Directive 1:
How many lines of the records contain the string "hand"? Case counts, and the reply should be only the number.

Text excerpt:
+---+
To investigate the effect of a graupel particle experiencing multiple collisions with other ice particles in the cloud, we conducted experiments in which a 2.45 mm graupel particle and a 5 mm ice particle collided up to six times. The multiple-collision experiments were performed between graupel particles and ice spheres at the highest CKE, i.e., at a fall height of 80 cm, in order to account for the maximum possible number of fragments that produced. The number of collision repetitions was determined based on the observation that no new fragments were observed (considering the detection limit of approx. 25 µm) after a certain number of collisions, regardless of further collisions. For each subsequent collision, a new frozen drop was used as the falling particle. The fall tube ensured that the falling particles hit the fixed one at approximately the same position.

In total, we conducted 15 series of experiments (as listed in Table 2). Each series of experiments consisted of at least three individual collisions. The colliding particles were either ice spheres and ice spheres (II), graupel and graupel (GG), or graupel and ice spheres (GI). Particle sizes, densities, and the corresponding CKEs for each experimental series can be taken from Table 2. Uncertainties associated with these quantities were 2.5 % for the size and 4 % for the density and for CKE. CKEs for graupel particles and spheres match the atmospheric values of these sizes when calculating the fall velocities using, e.g., the parameterization in Heymsfield et al. (2020), although they represent the highest end of the possible natural collision kinetic energies.
+---+
Position identification records
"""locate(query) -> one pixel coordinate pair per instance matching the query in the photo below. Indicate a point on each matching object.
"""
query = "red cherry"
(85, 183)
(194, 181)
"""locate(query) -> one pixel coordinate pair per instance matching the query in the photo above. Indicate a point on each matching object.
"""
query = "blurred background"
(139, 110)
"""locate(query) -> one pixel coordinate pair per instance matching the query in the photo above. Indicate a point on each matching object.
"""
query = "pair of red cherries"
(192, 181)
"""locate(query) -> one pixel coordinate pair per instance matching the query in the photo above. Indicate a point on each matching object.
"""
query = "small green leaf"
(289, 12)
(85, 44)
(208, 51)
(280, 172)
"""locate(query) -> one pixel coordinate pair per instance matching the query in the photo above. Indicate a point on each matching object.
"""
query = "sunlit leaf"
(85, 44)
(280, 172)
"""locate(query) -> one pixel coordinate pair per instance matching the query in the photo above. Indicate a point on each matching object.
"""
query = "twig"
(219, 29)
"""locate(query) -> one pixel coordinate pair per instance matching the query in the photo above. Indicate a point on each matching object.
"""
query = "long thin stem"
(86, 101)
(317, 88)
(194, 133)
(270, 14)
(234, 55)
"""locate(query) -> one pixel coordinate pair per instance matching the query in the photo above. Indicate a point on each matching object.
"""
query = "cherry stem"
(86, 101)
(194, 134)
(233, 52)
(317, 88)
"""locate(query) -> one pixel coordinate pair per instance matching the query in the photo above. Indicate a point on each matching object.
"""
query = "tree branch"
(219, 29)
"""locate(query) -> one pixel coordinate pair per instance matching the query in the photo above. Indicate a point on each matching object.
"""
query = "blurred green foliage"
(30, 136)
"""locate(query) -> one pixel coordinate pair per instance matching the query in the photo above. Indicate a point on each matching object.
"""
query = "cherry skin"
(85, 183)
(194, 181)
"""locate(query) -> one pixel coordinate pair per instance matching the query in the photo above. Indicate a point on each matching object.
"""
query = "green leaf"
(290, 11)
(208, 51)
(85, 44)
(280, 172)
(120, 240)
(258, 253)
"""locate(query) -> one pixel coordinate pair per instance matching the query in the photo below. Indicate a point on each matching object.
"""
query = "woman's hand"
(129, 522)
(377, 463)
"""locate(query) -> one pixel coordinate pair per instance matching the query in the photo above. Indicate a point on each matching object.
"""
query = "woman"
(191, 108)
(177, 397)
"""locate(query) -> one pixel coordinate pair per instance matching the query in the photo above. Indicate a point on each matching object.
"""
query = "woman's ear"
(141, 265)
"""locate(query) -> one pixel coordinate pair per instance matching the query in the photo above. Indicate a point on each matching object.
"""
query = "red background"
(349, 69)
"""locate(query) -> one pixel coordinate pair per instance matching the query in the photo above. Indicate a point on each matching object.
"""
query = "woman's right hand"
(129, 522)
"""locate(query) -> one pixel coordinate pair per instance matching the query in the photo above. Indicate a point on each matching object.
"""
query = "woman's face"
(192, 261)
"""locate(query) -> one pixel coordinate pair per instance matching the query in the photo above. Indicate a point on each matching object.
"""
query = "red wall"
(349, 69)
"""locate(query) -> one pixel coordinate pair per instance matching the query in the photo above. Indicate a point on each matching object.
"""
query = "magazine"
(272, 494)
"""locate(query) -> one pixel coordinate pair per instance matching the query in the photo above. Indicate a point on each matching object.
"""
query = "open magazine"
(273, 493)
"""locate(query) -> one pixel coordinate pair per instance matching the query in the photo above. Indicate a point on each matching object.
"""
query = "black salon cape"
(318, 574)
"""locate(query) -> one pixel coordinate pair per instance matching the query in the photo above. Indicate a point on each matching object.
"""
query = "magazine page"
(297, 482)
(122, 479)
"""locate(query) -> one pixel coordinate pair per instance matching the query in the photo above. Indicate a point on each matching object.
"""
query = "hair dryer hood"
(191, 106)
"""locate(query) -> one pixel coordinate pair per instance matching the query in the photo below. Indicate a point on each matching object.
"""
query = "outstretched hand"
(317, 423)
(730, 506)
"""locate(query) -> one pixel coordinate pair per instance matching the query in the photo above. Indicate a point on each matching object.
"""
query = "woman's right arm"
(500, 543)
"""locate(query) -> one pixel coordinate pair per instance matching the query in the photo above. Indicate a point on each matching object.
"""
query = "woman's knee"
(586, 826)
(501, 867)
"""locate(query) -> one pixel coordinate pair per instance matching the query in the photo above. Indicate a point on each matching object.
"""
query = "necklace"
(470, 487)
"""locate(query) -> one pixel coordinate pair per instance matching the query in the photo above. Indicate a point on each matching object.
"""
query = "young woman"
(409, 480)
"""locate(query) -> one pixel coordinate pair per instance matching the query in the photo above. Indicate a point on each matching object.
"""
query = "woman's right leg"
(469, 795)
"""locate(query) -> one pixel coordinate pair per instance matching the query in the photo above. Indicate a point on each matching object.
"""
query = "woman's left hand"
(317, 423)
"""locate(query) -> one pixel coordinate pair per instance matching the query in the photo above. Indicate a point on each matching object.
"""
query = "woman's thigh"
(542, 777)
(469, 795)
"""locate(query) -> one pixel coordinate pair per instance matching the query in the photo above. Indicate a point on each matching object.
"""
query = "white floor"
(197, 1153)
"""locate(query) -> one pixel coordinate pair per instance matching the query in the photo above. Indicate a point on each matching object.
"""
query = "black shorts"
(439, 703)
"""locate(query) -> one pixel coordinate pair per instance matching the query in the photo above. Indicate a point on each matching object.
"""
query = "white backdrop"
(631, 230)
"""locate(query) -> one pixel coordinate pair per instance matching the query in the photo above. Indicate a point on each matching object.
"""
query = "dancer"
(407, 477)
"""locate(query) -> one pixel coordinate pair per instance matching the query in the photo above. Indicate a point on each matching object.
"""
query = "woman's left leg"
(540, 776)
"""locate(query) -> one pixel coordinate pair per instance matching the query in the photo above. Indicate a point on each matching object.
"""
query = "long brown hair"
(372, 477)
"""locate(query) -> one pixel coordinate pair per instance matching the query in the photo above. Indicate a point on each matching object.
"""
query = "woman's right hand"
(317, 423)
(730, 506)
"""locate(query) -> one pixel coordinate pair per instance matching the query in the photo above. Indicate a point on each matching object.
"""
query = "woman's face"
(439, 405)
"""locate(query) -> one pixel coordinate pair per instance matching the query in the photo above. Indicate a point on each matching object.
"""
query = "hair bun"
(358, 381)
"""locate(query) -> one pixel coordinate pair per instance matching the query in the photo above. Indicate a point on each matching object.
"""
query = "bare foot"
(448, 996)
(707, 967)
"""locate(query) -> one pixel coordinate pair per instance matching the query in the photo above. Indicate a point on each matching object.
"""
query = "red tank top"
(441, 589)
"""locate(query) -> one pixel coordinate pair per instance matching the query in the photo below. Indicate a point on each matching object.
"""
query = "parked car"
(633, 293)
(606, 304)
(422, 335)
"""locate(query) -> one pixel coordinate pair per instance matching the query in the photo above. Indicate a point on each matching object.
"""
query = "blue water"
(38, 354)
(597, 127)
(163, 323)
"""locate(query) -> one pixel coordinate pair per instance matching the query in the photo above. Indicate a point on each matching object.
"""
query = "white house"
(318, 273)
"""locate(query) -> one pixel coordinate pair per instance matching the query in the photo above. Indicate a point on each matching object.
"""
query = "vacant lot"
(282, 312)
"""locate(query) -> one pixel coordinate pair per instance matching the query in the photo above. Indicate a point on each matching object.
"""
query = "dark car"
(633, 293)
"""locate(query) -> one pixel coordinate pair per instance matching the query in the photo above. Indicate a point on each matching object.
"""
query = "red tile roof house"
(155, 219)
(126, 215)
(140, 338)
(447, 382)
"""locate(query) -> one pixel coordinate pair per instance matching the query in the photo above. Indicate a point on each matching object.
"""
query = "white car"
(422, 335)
+---+
Directive 2:
Write the next part of the graupel collision experiments text, picking up after its final sentence.

Response 1:
5

Response 2:
The ice fragments generated by collision were collected into a Petri dish that was filled with food grade mineral oil (density equal to 0.78 g cm−3 at room temperature) and placed at the bottom of the collision tube. The ice fragments were then analyzed under a microscope. In the case of multiple collisions, the Petri dish was immediately removed after the collection of fragments during each collision, and the images were analyzed at the end of the experiment. For all collisions, the total number of fragments and the fragment sizes were determined following the procedure described in Grzegorczyk et al. (2023). We note here that the number of fragments with detectable sizes was low for all collision types; therefore, it was not possible to provide any fragment size distribution information from this study. Instead, we will provide the minimum and maximum fragment sizes detected for each collisions. The size resolution of the applied optical setup was 3.8 µm per pixel. Nevertheless, we could not prevent the oil bath from being contaminated by dust particles (see Fig. 8b in Grzegorczyk et al.2023). This results in a detection limit for our analysis of 25 to 30 µm. Ice fragments larger than this size could be identified as ice particles with high reliability.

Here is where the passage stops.